DIRECTIVE A. Retype the passage from the article about the song "Bonanza" below, beginning at the words "In 1961, it" and stopping after the words "didn't make either.".

PASSAGE GIVEN.

====

Single by Al Caiola and His Orchestra
- A-side: "Bonanza" "Bounty Hunter"
- Released: 1961
- Genre: Country
- Label: United Artists 302
- Songwriter(s): Jay Livingston and Raymond Evans
- Producer(s): Don Costa

= Bonanza (song) =

1962 song by Jay Livingston and Raymond Evans

"Bonanza" is the musical theme for the NBC western television series Bonanza starring Lorne Greene. It was written for the series by Jay Livingston and Raymond Evans.

In 1961, it became a hit for Al Caiola and His Orchestra, whose instrumental recording (United Artists 302, backed with "Bounty Hunter") reached number 19 on the Billboard Hot 100.

== Johnny Cash version ==

Johnny Cash recorded his own version, with lyrics rewritten by him and his friend Johnny Western, and released it as a single on Columbia Records (Columbia 4-42512, "Bonanza!" with "Pick a Bale o' Cotton" on the opposite side) in July or August 1962. The Billboard magazine evaluated the single upon its release as having a "moderate sales potential", but "Bonanza" only grazed the Hot 100 and entirely missed the Billboard country chart, while "Pick a Bale o' Cotton" didn't make either.

Professional ratings
Review scores
| Source | Rating |
| Billboard |  |

=== Background ===

Rather than release another single from the album [The Sound of Johnny Cash (1962)], Columbia chose to issue "Bonanza," the theme to the hit television show, with lyrics rewritten by Cash and Johnny Western. The song briefly touched the Pop chart at #94 before dropping off, and did not hit the Country charts at all. The B-side was another Leadbelly adaptation, "Pick a Bale o' Cotton," that also failed to attract much attention.

====

MATERIAL PROVIDED.
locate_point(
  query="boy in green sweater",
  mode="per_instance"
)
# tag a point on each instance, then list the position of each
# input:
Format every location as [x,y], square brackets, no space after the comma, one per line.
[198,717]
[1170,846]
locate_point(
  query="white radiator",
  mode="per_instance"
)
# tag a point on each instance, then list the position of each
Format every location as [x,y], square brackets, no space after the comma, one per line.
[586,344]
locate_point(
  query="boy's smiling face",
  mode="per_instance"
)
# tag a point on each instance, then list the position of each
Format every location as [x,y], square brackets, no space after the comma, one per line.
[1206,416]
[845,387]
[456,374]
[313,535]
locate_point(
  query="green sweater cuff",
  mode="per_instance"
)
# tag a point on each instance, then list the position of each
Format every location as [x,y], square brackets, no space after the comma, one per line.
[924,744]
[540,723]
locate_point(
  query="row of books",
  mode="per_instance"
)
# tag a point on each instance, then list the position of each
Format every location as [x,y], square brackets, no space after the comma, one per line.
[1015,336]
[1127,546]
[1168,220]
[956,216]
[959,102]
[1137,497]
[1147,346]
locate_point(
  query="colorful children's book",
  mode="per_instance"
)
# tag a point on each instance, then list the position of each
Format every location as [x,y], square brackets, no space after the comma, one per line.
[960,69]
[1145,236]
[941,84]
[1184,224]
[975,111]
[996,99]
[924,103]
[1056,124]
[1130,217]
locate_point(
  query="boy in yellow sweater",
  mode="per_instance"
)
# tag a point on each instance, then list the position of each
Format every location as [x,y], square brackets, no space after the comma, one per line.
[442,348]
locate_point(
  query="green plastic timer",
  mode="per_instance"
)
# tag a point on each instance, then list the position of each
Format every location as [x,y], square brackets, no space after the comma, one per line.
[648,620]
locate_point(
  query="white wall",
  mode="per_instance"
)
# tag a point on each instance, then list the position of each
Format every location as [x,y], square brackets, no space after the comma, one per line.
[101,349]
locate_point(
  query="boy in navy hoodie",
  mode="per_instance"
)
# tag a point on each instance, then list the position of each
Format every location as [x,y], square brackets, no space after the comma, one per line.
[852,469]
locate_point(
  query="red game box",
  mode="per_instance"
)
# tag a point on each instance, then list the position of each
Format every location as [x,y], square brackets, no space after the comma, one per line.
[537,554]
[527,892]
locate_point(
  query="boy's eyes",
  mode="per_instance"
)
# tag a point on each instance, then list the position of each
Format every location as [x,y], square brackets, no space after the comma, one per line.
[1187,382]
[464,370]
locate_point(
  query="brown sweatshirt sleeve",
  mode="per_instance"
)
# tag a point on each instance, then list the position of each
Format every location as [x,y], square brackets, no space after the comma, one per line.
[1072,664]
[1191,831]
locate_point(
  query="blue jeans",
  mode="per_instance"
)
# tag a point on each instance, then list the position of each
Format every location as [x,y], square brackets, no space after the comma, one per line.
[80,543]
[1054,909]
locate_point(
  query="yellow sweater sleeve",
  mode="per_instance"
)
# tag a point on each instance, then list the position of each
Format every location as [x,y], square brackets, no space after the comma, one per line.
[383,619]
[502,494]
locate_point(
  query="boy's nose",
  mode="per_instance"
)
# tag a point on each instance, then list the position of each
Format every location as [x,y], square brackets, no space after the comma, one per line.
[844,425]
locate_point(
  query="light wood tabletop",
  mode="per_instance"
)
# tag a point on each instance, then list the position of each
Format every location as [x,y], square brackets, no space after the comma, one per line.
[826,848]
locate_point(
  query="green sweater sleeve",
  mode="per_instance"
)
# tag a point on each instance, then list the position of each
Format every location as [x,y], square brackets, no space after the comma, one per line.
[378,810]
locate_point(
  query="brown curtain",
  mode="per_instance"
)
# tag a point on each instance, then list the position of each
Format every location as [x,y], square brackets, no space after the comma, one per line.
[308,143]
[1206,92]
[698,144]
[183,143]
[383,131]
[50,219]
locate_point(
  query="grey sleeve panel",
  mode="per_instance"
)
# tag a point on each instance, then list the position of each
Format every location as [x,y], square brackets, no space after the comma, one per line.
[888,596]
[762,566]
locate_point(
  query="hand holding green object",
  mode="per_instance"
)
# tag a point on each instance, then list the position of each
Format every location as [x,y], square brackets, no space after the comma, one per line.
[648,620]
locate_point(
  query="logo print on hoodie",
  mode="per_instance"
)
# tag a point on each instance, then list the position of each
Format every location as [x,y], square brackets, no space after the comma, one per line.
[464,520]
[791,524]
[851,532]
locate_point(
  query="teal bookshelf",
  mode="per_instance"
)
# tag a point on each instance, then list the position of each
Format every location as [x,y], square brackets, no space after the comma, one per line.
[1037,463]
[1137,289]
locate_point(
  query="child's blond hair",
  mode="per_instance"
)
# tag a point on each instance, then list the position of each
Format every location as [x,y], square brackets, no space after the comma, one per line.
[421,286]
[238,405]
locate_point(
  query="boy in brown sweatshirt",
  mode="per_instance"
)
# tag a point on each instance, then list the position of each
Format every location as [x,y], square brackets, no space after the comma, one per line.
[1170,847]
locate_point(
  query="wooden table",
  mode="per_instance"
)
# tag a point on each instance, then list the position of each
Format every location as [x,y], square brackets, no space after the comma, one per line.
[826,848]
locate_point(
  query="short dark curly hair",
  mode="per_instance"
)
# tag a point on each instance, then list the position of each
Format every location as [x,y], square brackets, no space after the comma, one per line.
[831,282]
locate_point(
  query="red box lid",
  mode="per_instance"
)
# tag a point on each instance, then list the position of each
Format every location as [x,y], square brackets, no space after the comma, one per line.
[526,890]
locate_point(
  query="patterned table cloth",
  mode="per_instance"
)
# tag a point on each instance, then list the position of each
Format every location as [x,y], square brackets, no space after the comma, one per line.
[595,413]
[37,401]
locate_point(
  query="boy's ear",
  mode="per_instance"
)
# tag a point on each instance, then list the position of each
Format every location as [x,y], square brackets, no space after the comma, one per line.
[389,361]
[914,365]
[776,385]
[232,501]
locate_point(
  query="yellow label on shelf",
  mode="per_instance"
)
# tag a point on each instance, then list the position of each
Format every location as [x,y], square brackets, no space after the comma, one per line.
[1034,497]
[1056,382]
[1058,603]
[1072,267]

====

DIRECTIVE B. Show every line of the records above that contains the string "white", matching its case exactly.

PROBLEM SOLUTION A.
In 1961, it became a hit for Al Caiola and His Orchestra, whose instrumental recording (United Artists 302, backed with "Bounty Hunter") reached number 19 on the Billboard Hot 100.

== Johnny Cash version ==

Johnny Cash recorded his own version, with lyrics rewritten by him and his friend Johnny Western, and released it as a single on Columbia Records (Columbia 4-42512, "Bonanza!" with "Pick a Bale o' Cotton" on the opposite side) in July or August 1962. The Billboard magazine evaluated the single upon its release as having a "moderate sales potential", but "Bonanza" only grazed the Hot 100 and entirely missed the Billboard country chart, while "Pick a Bale o' Cotton" didn't make either.

PROBLEM SOLUTION B.
  query="white radiator",
  query="white wall",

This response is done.